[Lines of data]

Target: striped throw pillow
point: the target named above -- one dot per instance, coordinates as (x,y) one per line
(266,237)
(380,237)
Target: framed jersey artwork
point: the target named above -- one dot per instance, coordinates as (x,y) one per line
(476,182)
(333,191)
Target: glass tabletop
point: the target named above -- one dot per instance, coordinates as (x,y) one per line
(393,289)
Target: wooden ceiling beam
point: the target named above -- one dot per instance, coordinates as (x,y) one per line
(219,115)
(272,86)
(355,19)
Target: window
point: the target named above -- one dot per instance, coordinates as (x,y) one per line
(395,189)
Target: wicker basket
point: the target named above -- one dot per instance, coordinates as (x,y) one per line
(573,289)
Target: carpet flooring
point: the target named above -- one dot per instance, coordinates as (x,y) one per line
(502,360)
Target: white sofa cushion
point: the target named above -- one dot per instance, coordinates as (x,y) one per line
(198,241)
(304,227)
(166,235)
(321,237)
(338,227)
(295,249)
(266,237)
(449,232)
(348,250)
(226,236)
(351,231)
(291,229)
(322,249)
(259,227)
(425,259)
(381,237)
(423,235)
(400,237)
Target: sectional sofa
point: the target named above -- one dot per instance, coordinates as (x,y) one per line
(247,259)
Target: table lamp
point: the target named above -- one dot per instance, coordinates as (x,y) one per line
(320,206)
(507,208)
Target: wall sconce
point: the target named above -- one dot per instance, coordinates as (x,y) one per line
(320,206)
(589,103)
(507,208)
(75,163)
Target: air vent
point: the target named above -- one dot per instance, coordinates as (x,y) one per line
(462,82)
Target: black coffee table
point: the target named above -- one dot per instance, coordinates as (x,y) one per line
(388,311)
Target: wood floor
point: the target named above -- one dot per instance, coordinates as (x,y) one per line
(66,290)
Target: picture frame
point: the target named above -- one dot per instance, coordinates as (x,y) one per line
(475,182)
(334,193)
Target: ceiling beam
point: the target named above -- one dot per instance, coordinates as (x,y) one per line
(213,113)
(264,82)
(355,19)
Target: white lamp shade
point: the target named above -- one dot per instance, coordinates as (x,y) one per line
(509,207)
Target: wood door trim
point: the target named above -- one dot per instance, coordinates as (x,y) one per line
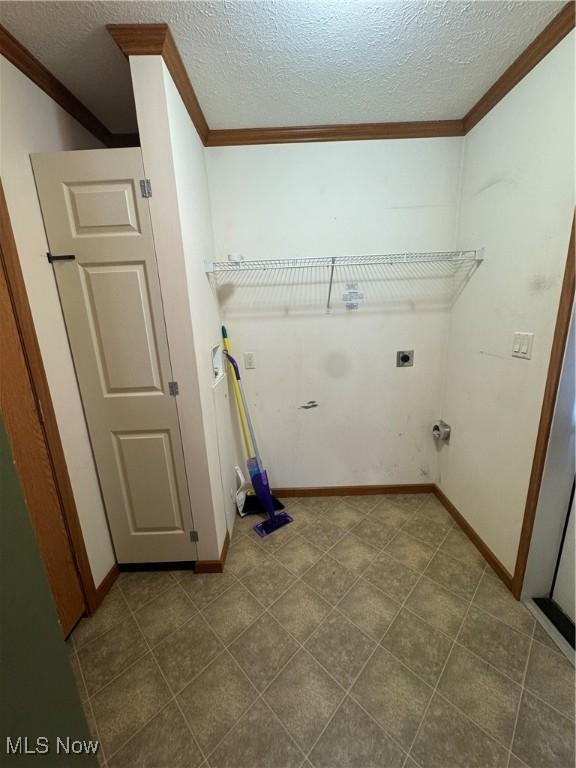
(560,26)
(214,566)
(563,319)
(28,64)
(156,39)
(475,538)
(17,288)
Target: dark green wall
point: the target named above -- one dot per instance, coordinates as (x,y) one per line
(38,695)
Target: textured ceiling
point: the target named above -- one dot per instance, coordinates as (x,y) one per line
(262,63)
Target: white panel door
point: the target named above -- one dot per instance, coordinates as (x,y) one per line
(110,293)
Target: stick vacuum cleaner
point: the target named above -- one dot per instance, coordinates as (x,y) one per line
(258,476)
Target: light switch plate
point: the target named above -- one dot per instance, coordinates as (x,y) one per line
(522,345)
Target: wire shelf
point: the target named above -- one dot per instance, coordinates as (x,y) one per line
(343,283)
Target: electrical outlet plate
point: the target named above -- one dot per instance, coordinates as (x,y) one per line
(522,345)
(405,358)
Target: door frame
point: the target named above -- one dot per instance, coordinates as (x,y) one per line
(93,595)
(560,338)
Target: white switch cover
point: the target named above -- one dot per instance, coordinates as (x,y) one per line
(249,360)
(522,345)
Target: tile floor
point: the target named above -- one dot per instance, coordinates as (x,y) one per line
(368,634)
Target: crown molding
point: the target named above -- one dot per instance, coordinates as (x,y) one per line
(157,40)
(29,65)
(560,26)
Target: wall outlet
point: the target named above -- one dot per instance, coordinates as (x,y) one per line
(405,358)
(249,360)
(522,345)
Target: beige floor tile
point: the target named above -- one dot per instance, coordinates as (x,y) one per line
(489,698)
(551,677)
(244,555)
(410,551)
(343,515)
(448,738)
(129,702)
(459,546)
(187,651)
(496,642)
(215,701)
(164,741)
(300,610)
(140,587)
(418,645)
(268,581)
(233,612)
(202,588)
(374,531)
(393,578)
(353,740)
(353,553)
(110,654)
(421,527)
(494,598)
(393,695)
(263,650)
(304,697)
(390,514)
(369,608)
(340,647)
(161,616)
(322,533)
(330,579)
(458,577)
(298,555)
(113,610)
(364,503)
(544,738)
(440,608)
(257,741)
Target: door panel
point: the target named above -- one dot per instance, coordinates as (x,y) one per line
(32,458)
(110,295)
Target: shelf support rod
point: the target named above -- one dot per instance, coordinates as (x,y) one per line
(330,285)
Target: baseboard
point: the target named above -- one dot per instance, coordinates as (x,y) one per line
(103,588)
(479,543)
(355,490)
(214,566)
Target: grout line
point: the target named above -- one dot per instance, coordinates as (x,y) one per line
(443,669)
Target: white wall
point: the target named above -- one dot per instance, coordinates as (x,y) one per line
(174,161)
(32,122)
(373,422)
(518,202)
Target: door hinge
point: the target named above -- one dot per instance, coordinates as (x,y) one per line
(145,187)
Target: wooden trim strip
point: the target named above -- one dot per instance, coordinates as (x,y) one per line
(354,490)
(353,132)
(560,26)
(214,566)
(106,585)
(29,65)
(478,542)
(547,414)
(9,254)
(156,39)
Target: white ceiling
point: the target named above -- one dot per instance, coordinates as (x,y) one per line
(260,63)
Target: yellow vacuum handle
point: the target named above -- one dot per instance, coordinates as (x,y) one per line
(243,425)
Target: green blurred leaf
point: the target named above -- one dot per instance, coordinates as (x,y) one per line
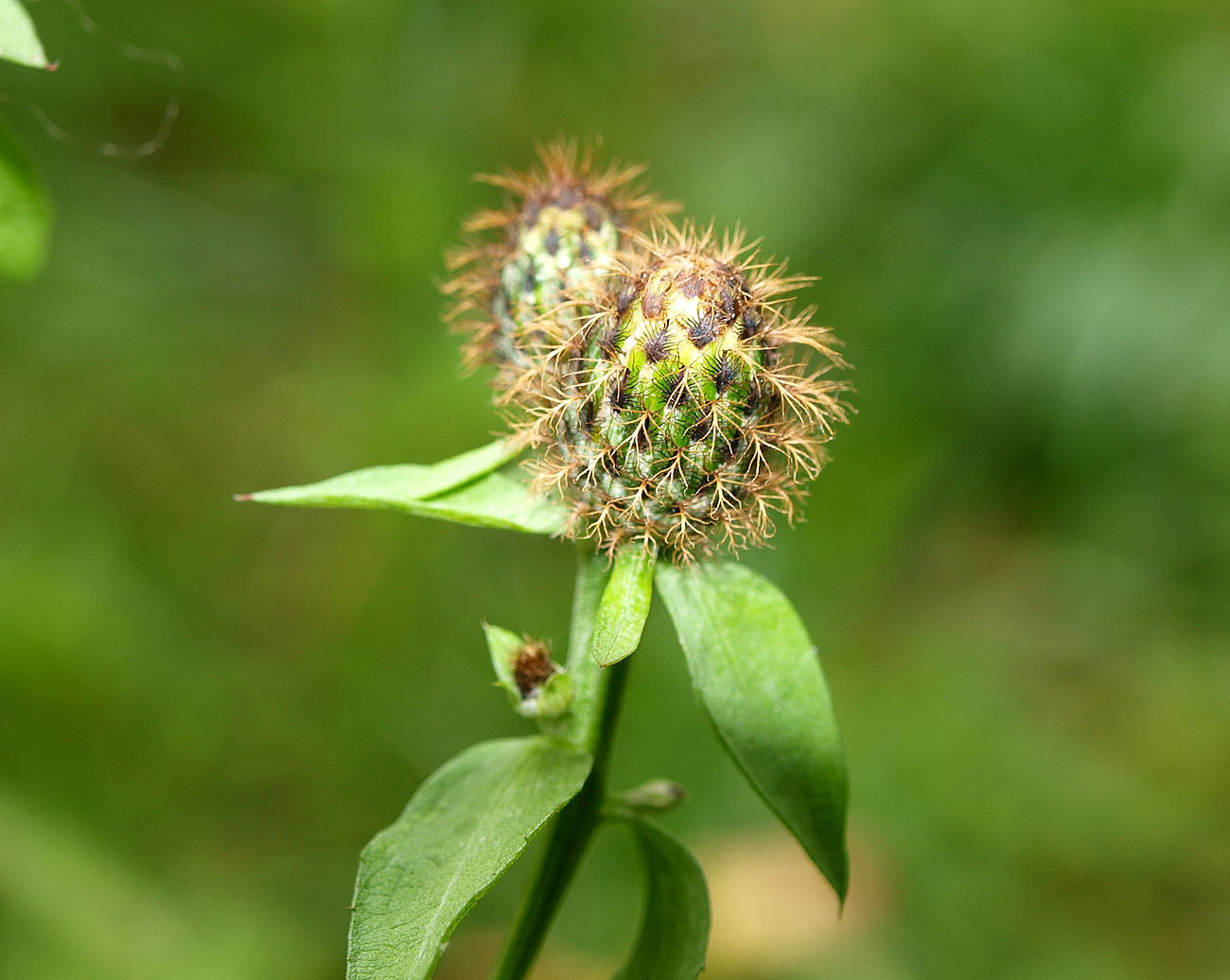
(759,677)
(19,42)
(460,831)
(448,491)
(675,929)
(24,218)
(624,607)
(393,486)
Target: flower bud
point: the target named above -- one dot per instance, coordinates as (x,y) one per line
(539,259)
(683,412)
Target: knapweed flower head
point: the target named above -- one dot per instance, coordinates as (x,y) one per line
(690,405)
(539,258)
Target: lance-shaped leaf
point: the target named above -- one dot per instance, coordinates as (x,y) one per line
(624,607)
(19,42)
(460,831)
(463,490)
(393,486)
(759,679)
(675,929)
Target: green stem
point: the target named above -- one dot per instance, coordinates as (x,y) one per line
(574,825)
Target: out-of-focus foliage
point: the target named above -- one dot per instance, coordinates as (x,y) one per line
(19,41)
(23,214)
(1017,567)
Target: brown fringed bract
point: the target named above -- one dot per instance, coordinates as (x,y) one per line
(537,259)
(689,405)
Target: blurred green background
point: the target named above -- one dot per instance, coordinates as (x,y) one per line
(1017,567)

_Written problem_.
Copy every entry exactly as written. Pictures are excluded.

_Task solution_.
Target: striped throw pillow
point: the target named above -- one dot per instance, coordinates as (x,y) one per line
(266,237)
(380,237)
Target: framed jersey artwork
point: the target named above -- one dot per instance, coordinates as (x,y) one per line
(476,182)
(333,191)
Target: glass tabletop
point: the target named above -- one dot per instance, coordinates as (x,y) one per line
(393,289)
Target: wooden ceiling beam
point: the target named above -- one dot per instance, coordinates as (x,y) one per line
(219,115)
(272,86)
(355,19)
Target: window
point: the target named above -- one dot per instance, coordinates as (x,y) one per line
(395,189)
Target: wicker basket
point: the target named above -- one dot per instance, coordinates as (x,y) one per line
(573,289)
Target: carpet flooring
point: the target named above -- one dot per instance, coordinates as (x,y) one per line
(502,360)
Target: white sofa cushion
point: the target named above -- one dot per instance, coordinates as (x,y) one per line
(198,241)
(304,227)
(166,235)
(321,237)
(338,227)
(295,249)
(266,237)
(449,232)
(348,250)
(226,236)
(351,231)
(291,229)
(322,249)
(259,227)
(425,259)
(381,237)
(423,235)
(400,237)
Target: sectional sofa
point: the target named above -- one dot per instance, coordinates as (x,y) one per line
(247,259)
Target: table lamp
point: the target named above -- one dot per instance, coordinates as (x,y) one per line
(320,206)
(507,208)
Target: wall sconce
point: the target named above -- one dot per instance, coordinates as (x,y) one per line
(320,206)
(589,103)
(507,208)
(75,163)
Target: air vent
point: the target named above -- one dot per instance, coordinates as (x,y) one per line
(462,82)
Target: black coffee table
point: the target named above -- one dot per instance, coordinates as (x,y) one per line
(388,311)
Target: wood floor
point: the target named above -- one dot per instance, coordinates as (x,y) one per line
(66,290)
Target: picture frame
point: the target named above -- one dot per instance, coordinates as (x,y) one per line
(475,182)
(334,193)
Target: ceiling beam
point: the target named above -- one dot per instance, coordinates as (x,y) one per line
(213,113)
(264,82)
(355,19)
Target: white lamp shade
point: the target named above -- one dot per instance, coordinates as (x,y) one per line
(509,207)
Target: wood door trim
point: the target named above -- one dot per instance, coordinates as (x,y) one per line
(560,26)
(214,566)
(563,319)
(28,64)
(156,39)
(475,538)
(17,288)
Target: dark green wall
point: the target named above -- one dot per instance, coordinates as (x,y) one per line
(38,695)
Target: textured ceiling
point: the target named above -- one dot per instance, coordinates as (x,y) one per line
(262,63)
Target: white panel door
point: the target named above -- one dot per instance, coordinates as (x,y) one per line
(110,293)
Target: stick vacuum cleaner
point: the target named above -- one dot per instance, coordinates as (x,y) one per line
(258,476)
Target: light switch plate
point: the target named above -- one dot per instance, coordinates as (x,y) one per line
(522,345)
Target: wire shelf
point: the target named above -- one dot per instance, coordinates as (x,y) one per line
(343,283)
Target: electrical outlet plate
point: the target named above -- one dot per instance, coordinates as (x,y) one per line
(522,345)
(405,358)
Target: door frame
point: the target named above -- one dot per instance, coordinates as (x,y) one per line
(93,595)
(560,338)
Target: white switch cover
point: the target named above -- one dot per instance, coordinates as (x,y) one per line
(249,360)
(522,345)
Target: tile floor
point: the target named above -- one dot per instance, coordinates as (x,y) one per line
(368,634)
Target: crown molding
point: the target named above -- one dot per instance, coordinates as (x,y) one per line
(157,40)
(29,65)
(560,26)
Target: wall outlet
point: the target named above -- one dot per instance, coordinates as (x,y) one per line
(405,358)
(249,360)
(522,345)
Target: beige floor tile
point: the target named above -- one dot per instance, coordinates as (x,y) one per line
(489,698)
(551,677)
(244,555)
(410,551)
(343,515)
(448,738)
(129,702)
(459,546)
(187,651)
(496,642)
(215,701)
(164,741)
(300,610)
(140,587)
(418,645)
(268,581)
(233,612)
(202,588)
(374,531)
(393,578)
(353,740)
(353,553)
(110,654)
(421,527)
(494,598)
(393,695)
(263,650)
(304,697)
(390,514)
(369,608)
(340,647)
(161,616)
(322,533)
(330,579)
(458,577)
(298,555)
(113,610)
(364,503)
(544,738)
(440,608)
(257,741)
Target: door panel
point: the target named above -- one dot per instance, coordinates as (x,y) one per line
(32,458)
(110,295)
Target: shelf support rod
point: the target named above -- one dot per instance, coordinates as (x,y) one per line
(330,285)
Target: baseboard
point: the target named above -- one dot per instance, coordinates as (x,y) one per line
(103,588)
(479,543)
(355,490)
(214,566)
Target: grout line
point: the target named above -- one dot per instance, coordinates as (x,y) one per line
(443,669)
Target: white wall
point: the target named above -- one dot per instance, coordinates as (x,y) one per line
(174,161)
(32,122)
(373,422)
(518,202)
Target: door hinge
point: the target named above -- one dot per instance, coordinates as (x,y) one per line
(145,187)
Target: wooden trim strip
point: the target named above -- one dot per instance, coordinates as (x,y) one per line
(354,490)
(353,132)
(560,26)
(214,566)
(106,585)
(29,65)
(478,542)
(547,414)
(9,254)
(156,39)
Target: white ceiling
point: the target named above -- one dot per instance, coordinates as (x,y) one per line
(260,63)
Target: yellow vacuum handle
point: the target named above -- one dot per instance, coordinates as (x,y) one per line
(243,425)
Target: green blurred leaf
point: the target named above -- one dot per instance, coordinates as (x,y) one per line
(759,677)
(19,42)
(460,831)
(448,491)
(675,929)
(24,218)
(624,607)
(393,486)
Target: flower bud
point: the target named above -- one dot per instance, coordinates as (x,y) one per line
(539,259)
(683,412)
Target: knapweed flower head
point: the target named above -- one dot per instance, coordinates as (x,y) one per line
(690,405)
(539,258)
Target: lance-shaped leaf
point: the target named above -- one dot per instance, coordinates as (x,y) one per line
(624,607)
(19,42)
(460,831)
(463,490)
(393,486)
(759,679)
(675,929)
Target: green stem
point: the target named above -- one dot per instance, coordinates as (x,y) one per line
(574,825)
Target: out-of-focus foliage
point: the target named above -- one dot per instance, coordinates as (x,y) one per line
(19,41)
(23,214)
(1017,567)
Target: brown fringed bract
point: the target named above -- one dot per instance, coordinates as (x,y) one per line
(537,259)
(689,405)
Target: blurred green background
point: the target named above -- one dot per instance, coordinates as (x,y) one per line
(1017,567)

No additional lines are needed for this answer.